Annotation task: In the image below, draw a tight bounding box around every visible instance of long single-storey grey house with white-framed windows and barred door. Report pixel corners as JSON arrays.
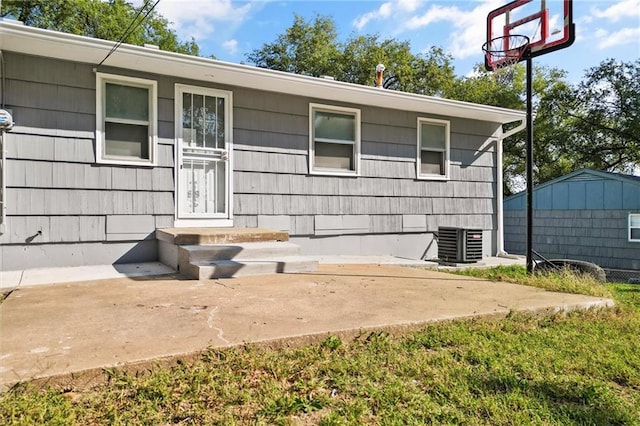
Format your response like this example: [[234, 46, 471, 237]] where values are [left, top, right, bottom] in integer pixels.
[[0, 20, 524, 270]]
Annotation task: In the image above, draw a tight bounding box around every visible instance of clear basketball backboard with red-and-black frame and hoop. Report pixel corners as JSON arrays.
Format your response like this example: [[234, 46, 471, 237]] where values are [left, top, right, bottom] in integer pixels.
[[485, 0, 575, 70]]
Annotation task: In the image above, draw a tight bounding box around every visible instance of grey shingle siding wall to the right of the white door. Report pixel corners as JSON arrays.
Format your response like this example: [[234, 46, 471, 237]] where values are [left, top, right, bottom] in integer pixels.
[[233, 89, 498, 255]]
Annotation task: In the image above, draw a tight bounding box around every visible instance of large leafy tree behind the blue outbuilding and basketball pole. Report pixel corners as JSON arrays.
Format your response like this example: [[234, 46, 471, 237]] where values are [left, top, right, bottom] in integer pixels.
[[464, 59, 640, 195]]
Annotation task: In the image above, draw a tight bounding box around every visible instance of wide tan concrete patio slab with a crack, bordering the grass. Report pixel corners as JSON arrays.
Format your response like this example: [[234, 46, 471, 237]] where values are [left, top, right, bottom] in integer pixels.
[[0, 264, 613, 389]]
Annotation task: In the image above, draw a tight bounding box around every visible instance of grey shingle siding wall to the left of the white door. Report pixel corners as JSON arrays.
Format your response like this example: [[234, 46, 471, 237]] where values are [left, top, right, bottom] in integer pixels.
[[0, 52, 174, 270]]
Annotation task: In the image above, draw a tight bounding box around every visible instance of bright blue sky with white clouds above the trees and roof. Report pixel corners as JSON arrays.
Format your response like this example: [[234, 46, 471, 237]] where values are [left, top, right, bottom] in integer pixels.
[[148, 0, 640, 82]]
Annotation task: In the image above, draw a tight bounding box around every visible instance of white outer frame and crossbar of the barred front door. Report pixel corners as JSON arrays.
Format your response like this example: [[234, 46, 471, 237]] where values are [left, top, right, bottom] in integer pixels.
[[173, 83, 233, 223]]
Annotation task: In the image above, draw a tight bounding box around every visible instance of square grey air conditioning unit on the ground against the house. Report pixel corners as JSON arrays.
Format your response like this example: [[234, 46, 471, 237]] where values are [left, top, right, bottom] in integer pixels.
[[438, 227, 482, 263]]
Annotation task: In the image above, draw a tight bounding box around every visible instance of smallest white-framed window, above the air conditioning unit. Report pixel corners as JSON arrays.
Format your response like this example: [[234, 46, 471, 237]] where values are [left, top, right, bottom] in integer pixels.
[[417, 118, 449, 179]]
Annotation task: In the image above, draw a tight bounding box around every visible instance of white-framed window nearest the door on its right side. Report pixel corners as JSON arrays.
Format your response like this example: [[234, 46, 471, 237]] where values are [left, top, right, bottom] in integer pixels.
[[309, 104, 360, 175]]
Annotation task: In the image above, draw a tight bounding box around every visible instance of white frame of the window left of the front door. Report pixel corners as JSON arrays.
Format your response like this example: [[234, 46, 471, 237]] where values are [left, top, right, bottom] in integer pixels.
[[96, 73, 158, 166]]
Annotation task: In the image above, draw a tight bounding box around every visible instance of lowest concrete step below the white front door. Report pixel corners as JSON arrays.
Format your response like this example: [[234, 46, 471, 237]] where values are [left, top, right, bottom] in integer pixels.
[[190, 256, 318, 280]]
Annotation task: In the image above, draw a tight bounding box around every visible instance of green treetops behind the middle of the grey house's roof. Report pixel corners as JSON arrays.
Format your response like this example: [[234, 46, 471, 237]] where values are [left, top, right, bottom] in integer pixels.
[[247, 15, 454, 95]]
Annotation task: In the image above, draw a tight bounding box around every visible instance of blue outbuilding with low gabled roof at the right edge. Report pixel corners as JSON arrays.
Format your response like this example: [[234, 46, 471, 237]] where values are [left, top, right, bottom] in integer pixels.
[[504, 169, 640, 271]]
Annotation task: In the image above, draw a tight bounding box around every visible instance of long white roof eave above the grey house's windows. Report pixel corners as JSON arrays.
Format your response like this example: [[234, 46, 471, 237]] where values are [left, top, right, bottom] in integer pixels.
[[0, 20, 525, 124]]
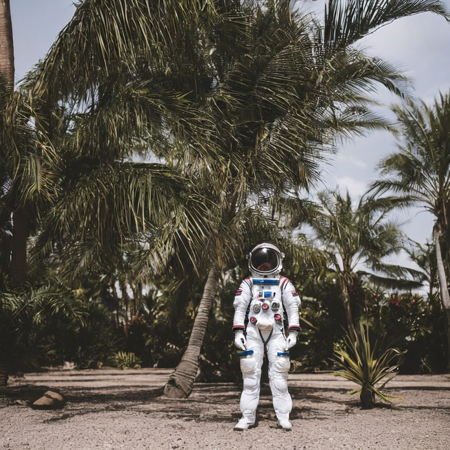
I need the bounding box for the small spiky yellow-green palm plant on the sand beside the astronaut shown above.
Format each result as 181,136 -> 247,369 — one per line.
334,322 -> 406,409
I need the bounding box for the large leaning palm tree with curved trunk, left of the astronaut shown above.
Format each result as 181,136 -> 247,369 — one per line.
161,1 -> 446,396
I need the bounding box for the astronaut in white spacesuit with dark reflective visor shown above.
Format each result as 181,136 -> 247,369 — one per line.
233,243 -> 300,431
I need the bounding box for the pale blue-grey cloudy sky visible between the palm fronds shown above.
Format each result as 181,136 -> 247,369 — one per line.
11,0 -> 450,250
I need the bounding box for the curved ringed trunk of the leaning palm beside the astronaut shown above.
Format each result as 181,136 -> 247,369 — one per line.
164,268 -> 219,398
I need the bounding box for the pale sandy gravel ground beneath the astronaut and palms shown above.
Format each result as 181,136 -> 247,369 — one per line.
0,369 -> 450,450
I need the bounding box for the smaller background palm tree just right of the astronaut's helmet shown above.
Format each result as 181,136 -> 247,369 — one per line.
310,191 -> 421,339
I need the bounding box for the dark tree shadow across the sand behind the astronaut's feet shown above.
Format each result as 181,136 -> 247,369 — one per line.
5,383 -> 444,426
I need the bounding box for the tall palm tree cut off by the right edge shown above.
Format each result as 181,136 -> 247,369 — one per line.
373,94 -> 450,370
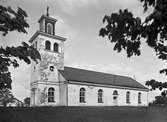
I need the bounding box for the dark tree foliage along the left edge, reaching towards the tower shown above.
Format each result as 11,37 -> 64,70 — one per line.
0,5 -> 40,105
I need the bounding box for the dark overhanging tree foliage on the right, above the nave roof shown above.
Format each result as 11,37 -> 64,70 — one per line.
99,0 -> 167,94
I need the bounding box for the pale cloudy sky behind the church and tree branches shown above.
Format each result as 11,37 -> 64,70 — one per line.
0,0 -> 167,101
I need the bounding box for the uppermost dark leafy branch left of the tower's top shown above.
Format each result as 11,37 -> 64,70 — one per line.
0,5 -> 29,35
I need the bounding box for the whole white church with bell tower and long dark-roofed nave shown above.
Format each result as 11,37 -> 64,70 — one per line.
29,9 -> 149,106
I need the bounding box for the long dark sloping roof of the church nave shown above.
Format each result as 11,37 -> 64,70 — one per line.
59,67 -> 148,90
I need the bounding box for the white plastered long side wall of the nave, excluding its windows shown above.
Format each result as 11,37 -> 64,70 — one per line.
68,84 -> 148,106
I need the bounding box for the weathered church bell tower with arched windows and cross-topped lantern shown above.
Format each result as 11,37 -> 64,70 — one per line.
29,7 -> 66,106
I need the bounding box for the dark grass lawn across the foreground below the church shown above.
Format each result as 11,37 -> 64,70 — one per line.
0,107 -> 167,122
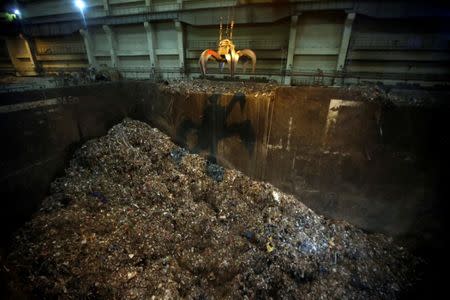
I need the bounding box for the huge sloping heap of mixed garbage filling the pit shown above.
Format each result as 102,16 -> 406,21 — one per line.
7,120 -> 416,299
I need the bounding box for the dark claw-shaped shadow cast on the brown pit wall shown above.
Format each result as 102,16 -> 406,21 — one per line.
176,93 -> 256,163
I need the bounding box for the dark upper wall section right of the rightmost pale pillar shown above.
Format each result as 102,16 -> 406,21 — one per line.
347,16 -> 450,82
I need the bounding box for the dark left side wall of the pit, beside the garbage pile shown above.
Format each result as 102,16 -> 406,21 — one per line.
0,82 -> 148,241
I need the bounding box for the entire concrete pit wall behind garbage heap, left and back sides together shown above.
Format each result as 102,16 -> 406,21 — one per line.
0,82 -> 449,251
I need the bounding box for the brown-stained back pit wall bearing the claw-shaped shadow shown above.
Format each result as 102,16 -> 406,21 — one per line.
145,87 -> 446,244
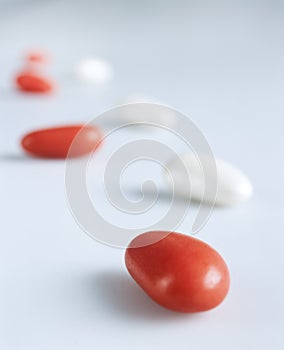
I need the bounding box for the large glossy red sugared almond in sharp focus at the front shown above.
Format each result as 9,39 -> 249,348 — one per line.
125,231 -> 230,313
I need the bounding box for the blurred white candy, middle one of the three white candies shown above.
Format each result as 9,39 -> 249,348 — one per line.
119,94 -> 177,128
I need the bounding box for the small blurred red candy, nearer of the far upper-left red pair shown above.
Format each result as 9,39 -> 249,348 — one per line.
16,72 -> 54,93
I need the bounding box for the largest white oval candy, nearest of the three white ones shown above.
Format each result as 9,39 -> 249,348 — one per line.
165,152 -> 253,206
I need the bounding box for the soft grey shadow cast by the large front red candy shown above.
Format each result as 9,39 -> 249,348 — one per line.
83,271 -> 198,322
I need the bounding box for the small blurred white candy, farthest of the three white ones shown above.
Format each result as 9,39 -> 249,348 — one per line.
75,58 -> 113,85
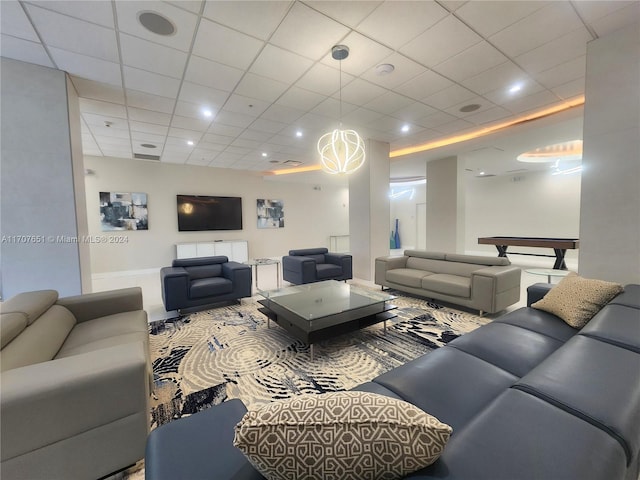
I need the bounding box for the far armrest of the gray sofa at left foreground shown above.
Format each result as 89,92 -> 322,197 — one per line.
57,287 -> 143,322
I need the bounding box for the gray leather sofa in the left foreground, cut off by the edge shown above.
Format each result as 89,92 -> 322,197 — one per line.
0,288 -> 152,480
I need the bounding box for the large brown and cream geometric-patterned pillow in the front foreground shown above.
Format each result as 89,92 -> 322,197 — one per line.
233,392 -> 452,480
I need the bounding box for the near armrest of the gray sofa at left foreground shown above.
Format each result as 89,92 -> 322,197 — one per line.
0,342 -> 149,462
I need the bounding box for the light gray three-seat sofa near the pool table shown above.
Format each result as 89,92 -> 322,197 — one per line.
375,250 -> 521,315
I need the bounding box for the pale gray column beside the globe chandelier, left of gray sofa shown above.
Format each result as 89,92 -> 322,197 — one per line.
349,140 -> 390,280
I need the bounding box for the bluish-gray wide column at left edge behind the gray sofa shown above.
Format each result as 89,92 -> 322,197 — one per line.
0,58 -> 90,299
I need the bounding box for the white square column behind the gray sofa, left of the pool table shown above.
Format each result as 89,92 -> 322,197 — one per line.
426,157 -> 465,253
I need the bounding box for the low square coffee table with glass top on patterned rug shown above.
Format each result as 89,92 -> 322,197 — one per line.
258,280 -> 397,360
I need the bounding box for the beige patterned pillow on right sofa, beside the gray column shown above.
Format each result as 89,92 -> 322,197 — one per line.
531,272 -> 623,328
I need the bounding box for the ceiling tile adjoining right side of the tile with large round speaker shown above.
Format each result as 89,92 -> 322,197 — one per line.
193,19 -> 264,69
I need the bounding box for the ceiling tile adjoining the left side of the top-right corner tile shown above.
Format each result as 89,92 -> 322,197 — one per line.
489,2 -> 582,57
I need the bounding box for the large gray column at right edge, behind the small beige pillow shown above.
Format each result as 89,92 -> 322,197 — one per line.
579,25 -> 640,284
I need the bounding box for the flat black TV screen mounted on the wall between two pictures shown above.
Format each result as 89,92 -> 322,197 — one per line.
177,195 -> 242,232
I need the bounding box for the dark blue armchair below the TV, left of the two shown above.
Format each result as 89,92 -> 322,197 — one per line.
160,256 -> 251,312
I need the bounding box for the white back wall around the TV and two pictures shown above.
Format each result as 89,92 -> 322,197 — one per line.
85,156 -> 349,274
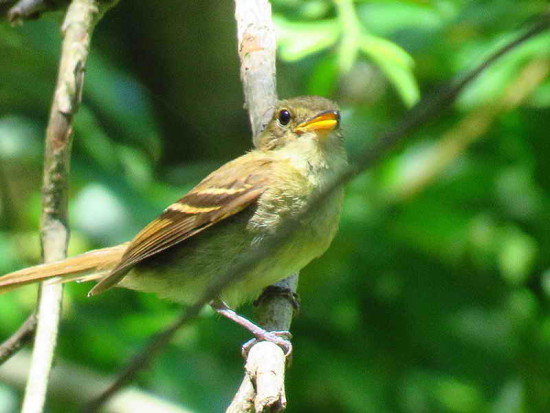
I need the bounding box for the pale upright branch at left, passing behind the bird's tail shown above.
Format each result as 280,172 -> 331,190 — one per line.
22,0 -> 117,413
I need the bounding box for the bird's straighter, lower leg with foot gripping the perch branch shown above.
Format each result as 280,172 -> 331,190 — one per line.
210,300 -> 292,356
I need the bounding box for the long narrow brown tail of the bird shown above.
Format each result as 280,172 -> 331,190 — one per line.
0,243 -> 128,294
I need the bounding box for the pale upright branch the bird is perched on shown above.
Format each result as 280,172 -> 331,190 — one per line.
231,0 -> 298,412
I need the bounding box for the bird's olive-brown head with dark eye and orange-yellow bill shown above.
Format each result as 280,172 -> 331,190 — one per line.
258,96 -> 342,150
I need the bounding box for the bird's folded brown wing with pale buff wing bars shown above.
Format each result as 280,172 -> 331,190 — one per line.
89,156 -> 272,295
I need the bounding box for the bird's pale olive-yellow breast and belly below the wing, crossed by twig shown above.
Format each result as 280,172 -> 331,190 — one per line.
122,159 -> 342,306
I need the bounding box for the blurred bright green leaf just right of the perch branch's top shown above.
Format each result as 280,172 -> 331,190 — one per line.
274,16 -> 340,62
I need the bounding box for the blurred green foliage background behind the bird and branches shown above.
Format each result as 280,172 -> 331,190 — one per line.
0,0 -> 550,413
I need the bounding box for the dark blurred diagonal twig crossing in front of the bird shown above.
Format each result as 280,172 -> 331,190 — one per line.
80,11 -> 550,406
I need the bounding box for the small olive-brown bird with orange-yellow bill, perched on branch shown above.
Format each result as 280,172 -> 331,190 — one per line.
■ ■ ■ ■
**WORK REQUEST:** Read through the entries above and copy each line that has the string "background" in it.

**EXERCISE RESPONSE:**
I need the bounding box for the smaller background palm tree just right of the astronaut's helmet shown above.
I need the bounding box for the blurred green foliage background behind the bird and branches shown above.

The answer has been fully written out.